====== Extract provided ======

Thursday, December 30, 2021

Of Travel Are Spun

 



We’re gonna have our second vaccine shot this week.  The kids will have theirs early next month.  And with that we may still pose a risk to the non-vaccinated but, barring evolutionary variants and off-chance extremes of bad luck, we should be beyond the clutches of the virus.  Musing on this general theme my mind goes, inevitably back to the well-decorated room in my mind that’s been vacant for nearly two years now, where fantasies of travel are spun and cultivated. 




The practical thing would be to head back to China. The topic of wistful conversation at every other dinner we’ve had this year, my younger one is terribly homesick.  Everyone is, on some level.  We haven’t seen our son, their brother and his wife for the longest stretch we’ve ever endured.  I have plenty of business I could attend to and people and practical matters aside we all want to eat lots of Chinese food, over and over and over again. 




And, the motherland doesn’t seem to be impressed, at this point, with our U.S. vaccine, any more than the U.S. is with the Sinovac variety.  And even I they were, we’d still need to sit out the first two weeks in a state mandated hotel and who knows what, (probably nothing) would await us when we return back home.  China remains impractical, I tell myself, till at least the Fall.  Though I’m pretty sure that’s what I told myself last fall, as well.

======

### List of tasks:
(a) Decide whether each statement below agrees with the blog post about travel. Answer yes or no for each, and quote the exact words from the post that settle it.
(i) The children are getting their vaccine shots this week.
(ii) The writer's younger child is very homesick.
(iii) The writer expects China to become practical before the Fall.
(b) Reproduce the blog post about travel word for word, taking everything from "And, the motherland" down to "fall, as well.".
(c) Carry the blog post about travel further, picking up right after its final sentence.

====== Data supplied ======

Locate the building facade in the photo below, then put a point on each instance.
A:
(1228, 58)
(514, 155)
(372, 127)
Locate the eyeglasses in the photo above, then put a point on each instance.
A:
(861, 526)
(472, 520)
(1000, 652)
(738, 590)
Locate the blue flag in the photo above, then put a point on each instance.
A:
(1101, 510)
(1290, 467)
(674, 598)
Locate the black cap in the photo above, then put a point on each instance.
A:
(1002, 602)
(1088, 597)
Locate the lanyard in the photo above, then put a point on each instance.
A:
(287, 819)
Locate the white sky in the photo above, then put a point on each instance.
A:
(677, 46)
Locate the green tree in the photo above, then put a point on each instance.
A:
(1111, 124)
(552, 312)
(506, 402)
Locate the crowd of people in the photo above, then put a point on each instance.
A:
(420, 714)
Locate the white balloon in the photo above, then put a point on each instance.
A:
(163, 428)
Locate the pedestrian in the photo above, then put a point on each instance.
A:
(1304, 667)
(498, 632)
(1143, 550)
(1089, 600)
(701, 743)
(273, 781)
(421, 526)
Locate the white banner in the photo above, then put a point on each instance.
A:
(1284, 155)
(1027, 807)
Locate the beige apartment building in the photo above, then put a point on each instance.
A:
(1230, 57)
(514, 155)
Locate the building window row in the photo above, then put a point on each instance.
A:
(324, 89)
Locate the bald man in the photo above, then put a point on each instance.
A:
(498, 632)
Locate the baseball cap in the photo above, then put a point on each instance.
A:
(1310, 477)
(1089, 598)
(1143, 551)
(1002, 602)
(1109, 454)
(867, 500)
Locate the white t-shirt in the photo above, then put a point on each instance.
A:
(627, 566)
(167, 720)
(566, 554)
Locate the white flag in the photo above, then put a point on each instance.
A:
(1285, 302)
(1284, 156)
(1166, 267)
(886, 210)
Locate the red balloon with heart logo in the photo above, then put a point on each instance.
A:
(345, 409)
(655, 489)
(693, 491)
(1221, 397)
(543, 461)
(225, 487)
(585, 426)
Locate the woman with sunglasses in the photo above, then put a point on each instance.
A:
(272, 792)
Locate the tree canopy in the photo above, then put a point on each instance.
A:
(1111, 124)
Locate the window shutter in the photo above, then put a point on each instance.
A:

======

### Results:
(a)
(i) No: "The kids will have theirs early next month."
(ii) Yes: "my younger one is terribly homesick."
(iii) No: "China remains impractical, I tell myself, till at least the Fall."

(b)
And, the motherland doesn’t seem to be impressed, at this point, with our U.S. vaccine, any more than the U.S. is with the Sinovac variety.  And even I they were, we’d still need to sit out the first two weeks in a state mandated hotel and who knows what, (probably nothing) would await us when we return back home.  China remains impractical, I tell myself, till at least the Fall.  Though I’m pretty sure that’s what I told myself last fall, as well.

(c)
 

The Caribbean however, seems more welcoming.  And while I had considered placating the girls with a few days in some resort somewhere, perhaps Martinique where the younger one could practice French, she countered that we should go from island to island on a boat.  Now that’s a great idea.  I spoke with a colleague who hails from Martinique and he suggested that such a thing could be done for not much money.  I bought the Lonely Planet Caribbean and today it came.  We’d better go in June or forget about it till Thanksgiving if we don’t want to hit the dreaded Hurricane season.  All the remarkable islands of the Eastern Caribbean that I’ve taught students from St. Vincent and had colleagues from, Barbados could be visited one-by-one with little three hour sails from one island to the next.  My wife wasn’t enthusiastic, until I told her that the little one had thought of it.  She had to chew on it for a while, once that was made clear.